Top of Dataset records
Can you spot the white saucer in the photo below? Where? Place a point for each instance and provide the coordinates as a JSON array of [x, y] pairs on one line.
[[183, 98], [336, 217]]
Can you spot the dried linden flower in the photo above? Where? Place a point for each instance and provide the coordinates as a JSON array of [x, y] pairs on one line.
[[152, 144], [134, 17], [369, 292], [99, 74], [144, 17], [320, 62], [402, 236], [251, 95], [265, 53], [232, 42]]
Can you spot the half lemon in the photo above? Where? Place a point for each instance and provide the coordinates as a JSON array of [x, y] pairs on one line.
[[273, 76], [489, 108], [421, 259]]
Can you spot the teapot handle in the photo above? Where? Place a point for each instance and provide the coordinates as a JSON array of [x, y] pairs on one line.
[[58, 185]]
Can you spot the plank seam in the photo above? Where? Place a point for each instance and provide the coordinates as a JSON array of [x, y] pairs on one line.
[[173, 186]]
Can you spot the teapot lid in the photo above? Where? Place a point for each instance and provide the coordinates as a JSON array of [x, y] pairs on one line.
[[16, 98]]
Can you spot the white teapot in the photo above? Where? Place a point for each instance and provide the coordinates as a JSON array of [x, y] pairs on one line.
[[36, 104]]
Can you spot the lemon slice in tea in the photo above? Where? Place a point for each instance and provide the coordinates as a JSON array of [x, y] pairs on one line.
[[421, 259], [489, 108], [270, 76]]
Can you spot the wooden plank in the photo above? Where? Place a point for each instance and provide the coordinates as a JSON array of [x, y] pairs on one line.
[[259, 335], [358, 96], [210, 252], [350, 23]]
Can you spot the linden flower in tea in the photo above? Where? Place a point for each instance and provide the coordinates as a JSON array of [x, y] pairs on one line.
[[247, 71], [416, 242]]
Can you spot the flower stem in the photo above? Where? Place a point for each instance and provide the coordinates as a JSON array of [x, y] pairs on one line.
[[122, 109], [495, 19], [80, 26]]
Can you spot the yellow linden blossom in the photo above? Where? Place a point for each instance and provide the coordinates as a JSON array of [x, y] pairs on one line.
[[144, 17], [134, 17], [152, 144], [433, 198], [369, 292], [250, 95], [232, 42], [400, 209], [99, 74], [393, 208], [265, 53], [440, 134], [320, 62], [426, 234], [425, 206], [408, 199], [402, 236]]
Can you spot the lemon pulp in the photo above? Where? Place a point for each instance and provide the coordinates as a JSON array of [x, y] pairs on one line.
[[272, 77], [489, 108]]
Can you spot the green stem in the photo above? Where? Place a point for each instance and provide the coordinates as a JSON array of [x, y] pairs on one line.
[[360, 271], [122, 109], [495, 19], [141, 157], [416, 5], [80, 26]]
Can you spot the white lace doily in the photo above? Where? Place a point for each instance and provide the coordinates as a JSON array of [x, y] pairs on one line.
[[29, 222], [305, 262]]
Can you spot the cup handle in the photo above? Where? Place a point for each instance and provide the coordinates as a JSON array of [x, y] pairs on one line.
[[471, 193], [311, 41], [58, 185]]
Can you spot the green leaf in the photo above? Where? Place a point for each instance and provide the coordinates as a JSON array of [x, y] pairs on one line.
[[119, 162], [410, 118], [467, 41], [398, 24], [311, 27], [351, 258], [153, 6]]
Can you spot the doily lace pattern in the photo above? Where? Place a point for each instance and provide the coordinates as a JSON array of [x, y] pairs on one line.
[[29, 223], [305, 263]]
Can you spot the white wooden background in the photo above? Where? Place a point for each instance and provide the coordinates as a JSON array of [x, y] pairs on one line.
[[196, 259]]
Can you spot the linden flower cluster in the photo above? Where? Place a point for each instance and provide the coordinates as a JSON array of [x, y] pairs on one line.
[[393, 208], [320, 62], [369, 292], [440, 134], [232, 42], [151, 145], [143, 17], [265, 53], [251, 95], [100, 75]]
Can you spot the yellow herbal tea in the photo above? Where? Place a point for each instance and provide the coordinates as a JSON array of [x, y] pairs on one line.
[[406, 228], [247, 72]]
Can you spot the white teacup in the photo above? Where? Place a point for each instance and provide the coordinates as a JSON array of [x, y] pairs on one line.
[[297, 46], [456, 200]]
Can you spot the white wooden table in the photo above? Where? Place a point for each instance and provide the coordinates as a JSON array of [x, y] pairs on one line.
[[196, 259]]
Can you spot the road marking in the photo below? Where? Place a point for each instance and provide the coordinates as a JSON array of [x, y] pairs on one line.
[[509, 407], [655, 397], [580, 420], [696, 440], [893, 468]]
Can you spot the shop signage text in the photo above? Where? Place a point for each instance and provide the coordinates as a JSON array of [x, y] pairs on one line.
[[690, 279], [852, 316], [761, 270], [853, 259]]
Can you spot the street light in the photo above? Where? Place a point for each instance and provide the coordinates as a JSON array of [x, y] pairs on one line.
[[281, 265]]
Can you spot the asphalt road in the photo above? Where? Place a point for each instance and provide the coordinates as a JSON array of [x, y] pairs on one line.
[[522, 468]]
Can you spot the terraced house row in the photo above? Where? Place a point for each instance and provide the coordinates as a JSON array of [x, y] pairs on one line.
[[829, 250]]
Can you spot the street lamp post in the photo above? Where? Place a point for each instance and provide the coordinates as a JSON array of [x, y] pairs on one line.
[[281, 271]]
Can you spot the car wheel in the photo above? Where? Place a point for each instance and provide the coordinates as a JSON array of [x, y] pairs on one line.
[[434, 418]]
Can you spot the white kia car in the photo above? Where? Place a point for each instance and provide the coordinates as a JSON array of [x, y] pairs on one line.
Bottom of Dataset records
» **Task statement**
Please quote the records above exactly, without skipping a line.

» **Task answer**
Can you spot the white saucer in the photo below? Where? Place a point for each instance and provide the coordinates as a JSON array of [x, y] pairs on one line.
[[183, 98], [336, 217]]
Can you spot the dried linden flower in the photo above? Where? Place a point for each instance and provide the coordinates as a JSON array of [x, y] pairs on one line.
[[152, 144], [134, 17], [369, 292], [99, 74], [144, 17], [320, 62], [402, 236], [251, 95], [265, 53], [232, 42]]
Can you spot the half lemon in the photo above? Where? Place a point for each instance and provide the coordinates as a JSON array of [x, y] pairs on one line.
[[273, 76], [489, 108], [421, 259]]
Can you spot the teapot handle in the photo above? Where? Place a point for each instance and provide the coordinates as a JSON array of [x, y] pairs on one line.
[[58, 185]]
Can you spot the plank seam in the photo above? Where? Place a point for each instance and provide the coordinates as a JSON array of [x, y] pairs on one line.
[[173, 186]]
Can you spot the teapot lid in the photo above? Where? Place a point for each instance and provide the coordinates as a JSON array of [x, y] pairs on one line.
[[16, 98]]
Can you spot the white teapot in the photo above? Where? Place a point for each instance and provide the coordinates as a JSON array of [x, y] pairs on one line.
[[36, 104]]
Can you spot the lemon slice in tea in the photo above? Where? Place a point for each instance and provide the coordinates as a JSON array of [x, y] pairs on one line.
[[421, 259], [489, 108], [270, 76]]
Can you spot the wooden plank in the photo above? Where? Place a point for each instance and provide the coordinates as a JSON array of [x, y] pairs on one line.
[[259, 335], [358, 96], [210, 252], [350, 23]]
Can you spot the linden flower in tea in the photo above? Where? Place a point for each instance and provide the coordinates as a JSON array of [x, y] pairs on one line.
[[247, 71], [416, 242]]
Can you spot the flower stem in the photo above? Where? Place a point for each instance and provide the coordinates as a JSON array of [x, y] pairs on one line.
[[122, 109], [495, 19], [80, 26]]
Can you spot the yellow linden blossom in the photo above? Where? Place a point for each instance and provide the coordinates as a JSON array of [x, y] pairs on one line.
[[144, 17], [134, 17], [152, 144], [433, 198], [369, 292], [250, 95], [232, 42], [400, 209], [99, 74], [393, 208], [265, 53], [440, 134], [320, 62], [426, 234], [425, 206], [408, 199], [402, 236]]
Can you spot the lemon pulp in the photo above? Where? Place a point for each instance and provide the coordinates as a JSON array of [x, y] pairs on one line.
[[272, 77], [489, 108]]
Can you spot the green stem in the photo above? Where? Place a point for each instance and provide the coordinates as a JSON array of [x, y] pairs on one line.
[[360, 271], [122, 109], [495, 19], [141, 157], [416, 5], [80, 26]]
Can you spot the white lace doily in the photo above? Where? Place a point for each instance and provide the coordinates as a JSON array of [x, y] pairs on one line.
[[29, 222], [305, 262]]
Can you spot the cup handle in the photo above? Where? Place a point for each instance and provide the coordinates as a JSON array of [x, y] pairs on one line.
[[471, 193], [311, 41], [58, 185]]
Can you spot the green leaf in the photo above? Where? Place a point for each instance and provide the coordinates as a JSON array of [x, y] pairs on one line.
[[119, 162], [410, 118], [467, 41], [398, 24], [311, 27], [351, 258], [153, 6]]
Can you spot the doily lace pattern in the photo above? Where? Place a point for each instance and provide the coordinates as a JSON array of [x, y] pairs on one line.
[[29, 223], [305, 263]]
Can you spot the white wooden background in the photo above? Where? Place a point for each instance and provide the coordinates as a JSON array of [x, y] pairs on one line.
[[196, 259]]
Can you spot the linden flower cluster in the photo above? Where? Place a point for each instance and provide the coordinates as a JSON array of [x, y] pairs on one line.
[[393, 208], [320, 62], [369, 292], [440, 134], [232, 42], [151, 145], [143, 17], [265, 53], [251, 95], [100, 75]]
Can you spot the yellow herbal tea in the photo above? Where? Place a point for each instance and provide the coordinates as a JSON array of [x, y] pairs on one line.
[[406, 228], [247, 72]]
Can you spot the white teacup in the photo above? Where? Place a point for each instance and provide the coordinates as a JSON array of [x, y] pairs on one line.
[[297, 46], [456, 200]]
Can you spot the white wooden table in the photo above? Where? Place a point for each instance and provide the coordinates as a JSON array of [x, y] pairs on one line.
[[196, 259]]
Can you spot the road marking in the photo below? Where? Place a point for each instance and provide the coordinates as a JSON array of [x, y] pairs on one line.
[[509, 407], [655, 397], [580, 420], [696, 440], [893, 468]]
Can you spot the shop signage text in the photo above? Where? Place a point for each instance and provide the coordinates as a JSON array of [x, y] pairs on one line.
[[690, 279], [852, 316], [761, 270], [853, 259]]
Can you spot the street light in the photo above? Where? Place a point for each instance and provide the coordinates as a JSON array of [x, y] pairs on one line.
[[281, 265]]
Can you spot the asphalt road in the photo above? Where? Place a point for each instance and provide the coordinates as a JSON array of [x, y] pairs on one line.
[[522, 468]]
Can you spot the terraced house row in the photo above? Where? Place a point for each instance and provide the coordinates as a JSON array of [x, y] pairs on one line.
[[829, 250]]
Can you spot the street lamp post in the photo above? Where? Place a point for each instance and provide the coordinates as a JSON array of [x, y] pairs on one line.
[[281, 271]]
Can you spot the car wheel in the photo above? Where? Place a point for each instance and provide the coordinates as a JSON array of [x, y] pairs on one line.
[[434, 418]]
Can you spot the white kia car in the photo above? Where? Place a point for each instance and provide the coordinates as a JSON array of [x, y] pairs on one line.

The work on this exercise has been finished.